● **Work instruction**
Search the entries for the word "mountain". Copy every line where it turns up.

━━━ Given data

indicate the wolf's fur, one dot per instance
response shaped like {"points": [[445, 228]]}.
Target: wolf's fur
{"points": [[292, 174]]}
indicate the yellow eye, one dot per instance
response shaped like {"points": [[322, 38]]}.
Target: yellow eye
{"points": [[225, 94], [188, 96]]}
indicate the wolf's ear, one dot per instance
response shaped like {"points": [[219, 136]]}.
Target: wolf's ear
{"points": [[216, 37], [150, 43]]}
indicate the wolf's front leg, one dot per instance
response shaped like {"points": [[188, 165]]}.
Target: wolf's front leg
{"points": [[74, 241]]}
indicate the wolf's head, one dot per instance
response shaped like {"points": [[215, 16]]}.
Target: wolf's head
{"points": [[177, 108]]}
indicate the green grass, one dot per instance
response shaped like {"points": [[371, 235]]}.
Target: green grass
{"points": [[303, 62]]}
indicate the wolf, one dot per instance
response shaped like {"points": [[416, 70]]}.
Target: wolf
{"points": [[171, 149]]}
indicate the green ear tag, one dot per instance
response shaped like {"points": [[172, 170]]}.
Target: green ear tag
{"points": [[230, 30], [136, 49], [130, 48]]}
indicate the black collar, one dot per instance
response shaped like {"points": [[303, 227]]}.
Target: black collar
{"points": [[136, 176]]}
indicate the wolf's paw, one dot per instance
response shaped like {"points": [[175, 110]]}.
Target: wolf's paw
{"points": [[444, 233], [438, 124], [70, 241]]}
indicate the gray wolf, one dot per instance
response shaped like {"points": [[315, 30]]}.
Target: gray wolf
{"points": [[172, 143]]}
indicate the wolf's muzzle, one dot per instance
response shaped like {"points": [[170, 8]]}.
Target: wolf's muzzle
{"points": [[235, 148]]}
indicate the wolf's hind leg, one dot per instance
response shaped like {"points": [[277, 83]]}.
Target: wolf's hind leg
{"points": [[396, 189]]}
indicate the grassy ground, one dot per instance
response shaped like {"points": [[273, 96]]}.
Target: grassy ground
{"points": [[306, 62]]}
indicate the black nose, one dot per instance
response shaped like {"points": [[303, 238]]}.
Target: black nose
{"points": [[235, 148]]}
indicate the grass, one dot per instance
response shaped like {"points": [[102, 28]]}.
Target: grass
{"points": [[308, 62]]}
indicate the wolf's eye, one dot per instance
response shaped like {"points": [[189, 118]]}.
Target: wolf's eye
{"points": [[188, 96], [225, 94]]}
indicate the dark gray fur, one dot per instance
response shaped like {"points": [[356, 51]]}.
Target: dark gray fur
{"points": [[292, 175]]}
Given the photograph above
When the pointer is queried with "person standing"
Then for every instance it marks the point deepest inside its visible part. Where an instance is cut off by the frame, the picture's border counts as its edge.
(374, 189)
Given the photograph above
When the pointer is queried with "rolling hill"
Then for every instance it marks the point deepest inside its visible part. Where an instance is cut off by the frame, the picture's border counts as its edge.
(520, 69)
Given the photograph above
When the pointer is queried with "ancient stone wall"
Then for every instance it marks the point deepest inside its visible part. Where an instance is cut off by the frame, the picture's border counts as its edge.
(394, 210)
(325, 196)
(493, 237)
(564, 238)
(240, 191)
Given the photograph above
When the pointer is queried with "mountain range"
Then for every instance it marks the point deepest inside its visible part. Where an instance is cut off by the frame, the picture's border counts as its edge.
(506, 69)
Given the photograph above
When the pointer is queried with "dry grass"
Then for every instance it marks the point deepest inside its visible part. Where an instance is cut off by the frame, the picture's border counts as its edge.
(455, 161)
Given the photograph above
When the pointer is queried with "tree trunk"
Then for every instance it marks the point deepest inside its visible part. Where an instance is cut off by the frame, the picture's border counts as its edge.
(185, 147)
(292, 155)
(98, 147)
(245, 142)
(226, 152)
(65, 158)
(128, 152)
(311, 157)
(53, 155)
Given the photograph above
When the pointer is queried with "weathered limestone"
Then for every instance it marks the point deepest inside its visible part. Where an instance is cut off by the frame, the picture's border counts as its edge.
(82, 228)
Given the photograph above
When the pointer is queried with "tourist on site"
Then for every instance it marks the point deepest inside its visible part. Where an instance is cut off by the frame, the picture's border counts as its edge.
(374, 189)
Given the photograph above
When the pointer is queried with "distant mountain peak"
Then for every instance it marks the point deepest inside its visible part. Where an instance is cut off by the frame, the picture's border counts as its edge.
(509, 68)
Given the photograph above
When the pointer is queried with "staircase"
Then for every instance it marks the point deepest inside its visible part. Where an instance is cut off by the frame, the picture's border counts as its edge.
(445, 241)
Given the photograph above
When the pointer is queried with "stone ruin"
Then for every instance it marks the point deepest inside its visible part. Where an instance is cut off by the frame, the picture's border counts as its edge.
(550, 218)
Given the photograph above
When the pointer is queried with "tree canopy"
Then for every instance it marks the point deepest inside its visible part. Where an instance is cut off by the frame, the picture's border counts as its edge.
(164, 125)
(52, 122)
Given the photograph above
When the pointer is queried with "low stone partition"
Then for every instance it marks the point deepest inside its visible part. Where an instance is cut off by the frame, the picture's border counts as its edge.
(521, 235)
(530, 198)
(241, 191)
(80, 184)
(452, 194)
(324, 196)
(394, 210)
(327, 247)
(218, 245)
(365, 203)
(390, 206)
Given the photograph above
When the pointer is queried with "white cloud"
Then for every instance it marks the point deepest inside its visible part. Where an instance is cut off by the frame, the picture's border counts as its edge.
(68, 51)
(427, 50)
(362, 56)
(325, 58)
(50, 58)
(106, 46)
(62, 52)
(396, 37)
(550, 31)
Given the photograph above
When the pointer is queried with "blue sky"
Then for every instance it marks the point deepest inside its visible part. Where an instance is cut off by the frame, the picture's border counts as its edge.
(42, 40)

━━━━━━

● **Result for this exercise**
When the pointer is queried with "mountain range"
When the pointer is queried with "distant mountain peak"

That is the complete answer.